(THE PROBLEM) Exactly reproduce the entries, dropping any pictures from your copy.

(PROVIDED RECORDS)
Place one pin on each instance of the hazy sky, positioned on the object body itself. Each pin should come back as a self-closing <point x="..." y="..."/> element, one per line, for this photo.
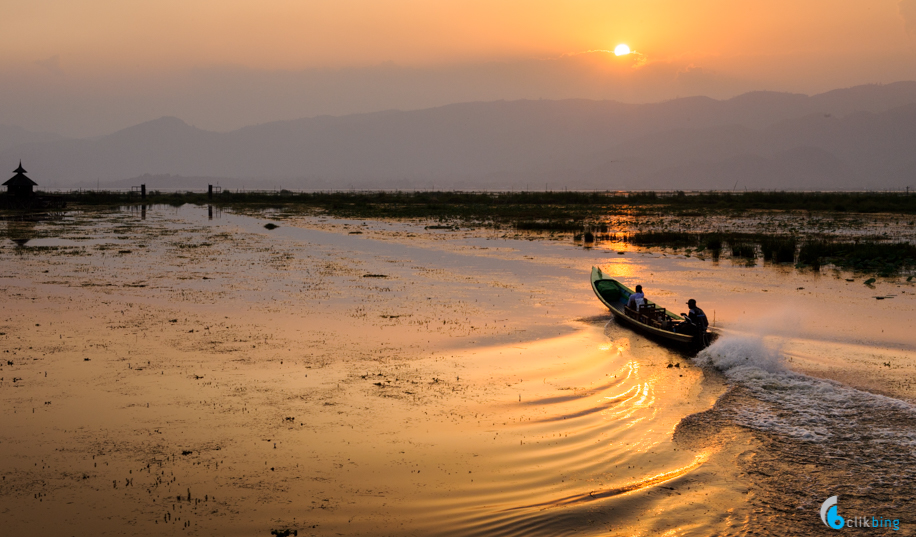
<point x="88" y="67"/>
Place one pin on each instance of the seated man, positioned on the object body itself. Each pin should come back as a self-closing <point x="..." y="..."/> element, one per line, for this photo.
<point x="695" y="323"/>
<point x="637" y="299"/>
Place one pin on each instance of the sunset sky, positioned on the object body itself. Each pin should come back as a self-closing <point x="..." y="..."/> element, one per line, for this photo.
<point x="88" y="67"/>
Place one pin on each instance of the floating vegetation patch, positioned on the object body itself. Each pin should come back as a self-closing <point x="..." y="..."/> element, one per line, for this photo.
<point x="882" y="258"/>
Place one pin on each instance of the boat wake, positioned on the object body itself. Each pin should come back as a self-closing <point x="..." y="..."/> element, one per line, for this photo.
<point x="815" y="438"/>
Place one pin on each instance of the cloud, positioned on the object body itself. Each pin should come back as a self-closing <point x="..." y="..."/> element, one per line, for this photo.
<point x="52" y="64"/>
<point x="908" y="12"/>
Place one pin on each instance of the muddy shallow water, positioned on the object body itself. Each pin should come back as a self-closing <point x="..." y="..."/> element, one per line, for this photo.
<point x="165" y="370"/>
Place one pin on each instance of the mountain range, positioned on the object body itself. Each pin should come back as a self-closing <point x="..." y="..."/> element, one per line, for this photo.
<point x="850" y="139"/>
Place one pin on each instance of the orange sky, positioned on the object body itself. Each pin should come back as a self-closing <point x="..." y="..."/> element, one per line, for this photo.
<point x="78" y="49"/>
<point x="290" y="34"/>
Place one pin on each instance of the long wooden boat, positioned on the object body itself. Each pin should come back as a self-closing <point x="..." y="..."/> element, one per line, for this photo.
<point x="651" y="319"/>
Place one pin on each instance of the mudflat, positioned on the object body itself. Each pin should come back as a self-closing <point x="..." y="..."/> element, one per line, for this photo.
<point x="167" y="370"/>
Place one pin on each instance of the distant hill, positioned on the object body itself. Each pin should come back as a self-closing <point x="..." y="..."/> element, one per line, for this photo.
<point x="854" y="138"/>
<point x="11" y="136"/>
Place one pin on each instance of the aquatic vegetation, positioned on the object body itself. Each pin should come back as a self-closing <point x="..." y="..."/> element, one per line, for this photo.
<point x="882" y="258"/>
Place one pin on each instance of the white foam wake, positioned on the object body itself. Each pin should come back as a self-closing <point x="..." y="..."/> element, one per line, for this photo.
<point x="803" y="407"/>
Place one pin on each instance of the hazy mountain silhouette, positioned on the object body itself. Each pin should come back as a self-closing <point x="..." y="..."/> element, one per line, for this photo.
<point x="859" y="137"/>
<point x="11" y="136"/>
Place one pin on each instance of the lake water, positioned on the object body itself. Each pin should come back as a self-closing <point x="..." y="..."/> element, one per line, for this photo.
<point x="165" y="370"/>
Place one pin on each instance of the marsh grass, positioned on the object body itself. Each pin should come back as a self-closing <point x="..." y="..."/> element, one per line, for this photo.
<point x="871" y="256"/>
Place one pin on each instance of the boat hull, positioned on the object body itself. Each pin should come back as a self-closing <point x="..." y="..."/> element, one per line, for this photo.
<point x="615" y="296"/>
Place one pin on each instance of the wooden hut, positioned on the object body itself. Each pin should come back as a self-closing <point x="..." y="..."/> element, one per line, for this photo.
<point x="19" y="185"/>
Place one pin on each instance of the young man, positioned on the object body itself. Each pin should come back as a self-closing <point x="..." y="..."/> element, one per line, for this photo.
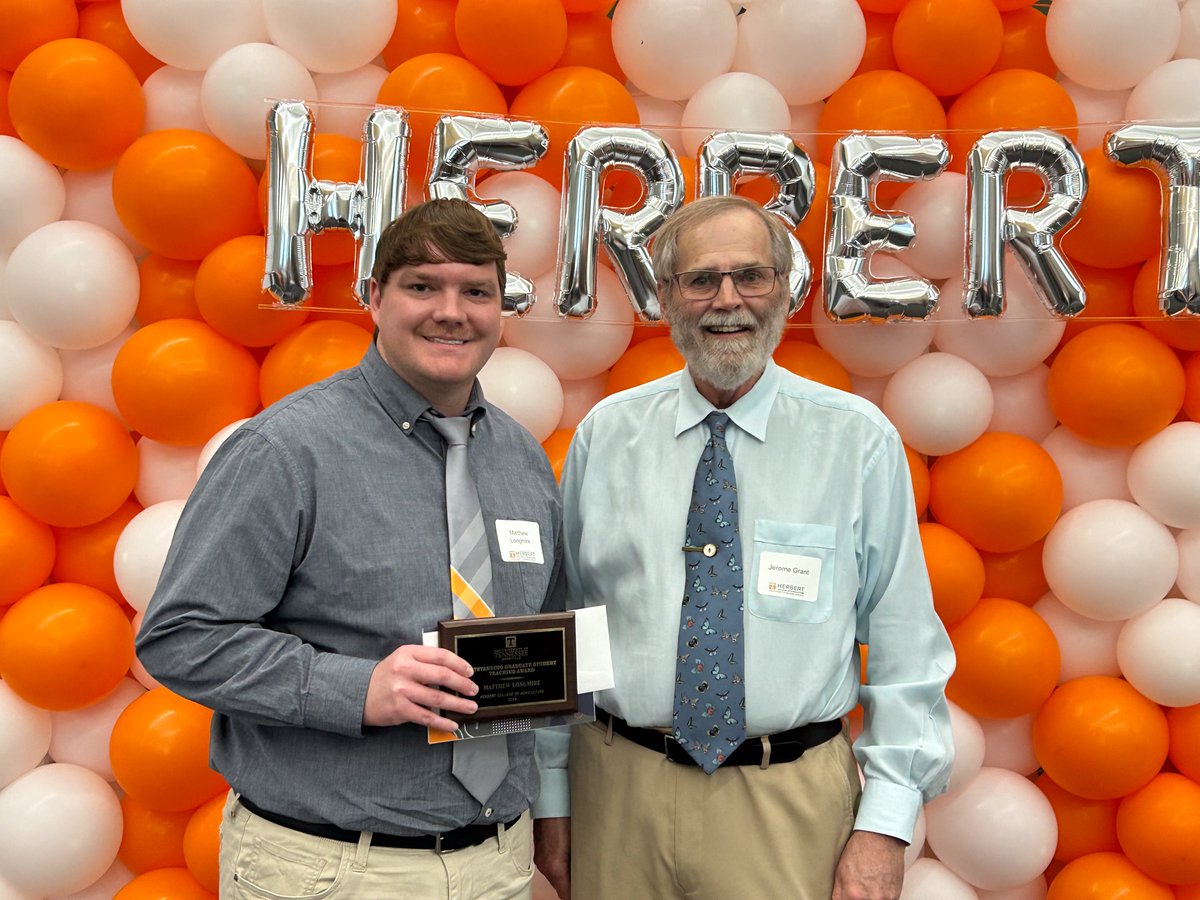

(FINISHED EXERCISE)
Place one pin on each instance of the hazy sky, positioned on the object body itself. Each pin should come back as a self-closing <point x="..." y="..."/> element, one per line, for this photo.
<point x="88" y="67"/>
Place one pin on each instance of the seated man, positioned on the object body itself. Each pin should come back as a self-closing <point x="..." y="..."/> element, one per line, for this photo.
<point x="695" y="323"/>
<point x="637" y="299"/>
Place one pin on each instance of the sunset sky, positioned on the object body itself. Each pin should come back as a self-closing <point x="..." y="..."/> element, one per line, for this photo.
<point x="88" y="67"/>
Place one pin on each instance of the floating vegetation patch, positioned on the object body itself. Each pin should come back as a self-closing <point x="..." y="..."/> element, one per line, for this photo.
<point x="882" y="258"/>
Place one pin on each instance of the boat wake, positioned on the object body itself. Each pin should come back as a self-closing <point x="..." y="..."/> element, one per line, for this photo.
<point x="815" y="438"/>
Place one pin on each instance of the cloud, positioned on the object body itself. Each pin should come back as a self-closing <point x="..." y="..."/> element, one per line, for this photo.
<point x="52" y="64"/>
<point x="908" y="12"/>
Place one pin on each instance of the muddy shallow water, positioned on the object body itself. Each pin should come back as a self-closing <point x="..." y="..."/> element, one per line, for this photo.
<point x="165" y="370"/>
Place one pin on each instance of the mountain range, positioned on the object body itself. Each pin should come back as a self-closing <point x="..." y="..."/> element, one per line, for this photo.
<point x="850" y="139"/>
Place one pin on each instance of the orange sky, positioned on the object body itself. Each pin should come back as a self-closing <point x="..." y="..."/> element, one per line, for this photo.
<point x="78" y="49"/>
<point x="290" y="34"/>
Place one pin on each instance of the long wooden boat, positioned on the object body itself. Each pin should come back as a self-closing <point x="..." y="..."/> element, one per line, for this photo.
<point x="651" y="319"/>
Place one pin on each instance of the mudflat, positioned on the object body itself. Each pin should come back as a self-closing <point x="..." y="..."/> element, one per line, for this photo.
<point x="167" y="370"/>
Place one pin on each instance of the distant hill, positioned on the object body itself. Each pin should come back as a self-closing <point x="..." y="..."/> element, one per line, for this photo.
<point x="854" y="138"/>
<point x="11" y="136"/>
Place one pin on each instance of the aquatic vegetation, positioned on the object body itself. Each pin should come back as a self-closing <point x="..." y="..."/> element, one per line, for this photo.
<point x="882" y="258"/>
Place one pin on each instance of the white foam wake, positioned on the object body itself. Each pin should come back as a self-closing <point x="..." y="..."/> element, one per line, for this photo.
<point x="803" y="407"/>
Place one pin on each instance of the hazy mountain silhouette, positioned on the object body itself. Each pin should come back as a self-closing <point x="..." y="..."/> element, one per line, for this photo.
<point x="859" y="137"/>
<point x="11" y="136"/>
Place one pin on each instance of the lake water, positioned on the object body itself. Each pin should come back as a self-closing <point x="..." y="..."/> element, one per line, for this photo.
<point x="165" y="370"/>
Place one pin on each instance of the marsh grass, positioned on the object body itself. Each pin should come back as a self-closing <point x="..." y="..."/> element, one per line, for this photo.
<point x="871" y="256"/>
Place one pin on each instance of the boat hull, positioned on the object body itself. Each pin should come back as a self-closing <point x="..." y="..."/> element, one per line, for this photo.
<point x="615" y="296"/>
Place one pin on each instance of the wooden hut, positioned on the object body itself. Each pin should come back as a self-closing <point x="..." y="..."/> element, one per line, for this photo.
<point x="19" y="185"/>
Place one pin on each instance of the young man, positioned on the object body itself. Each pin should come back as a self-closing <point x="..." y="..."/> element, one per line, for this photo.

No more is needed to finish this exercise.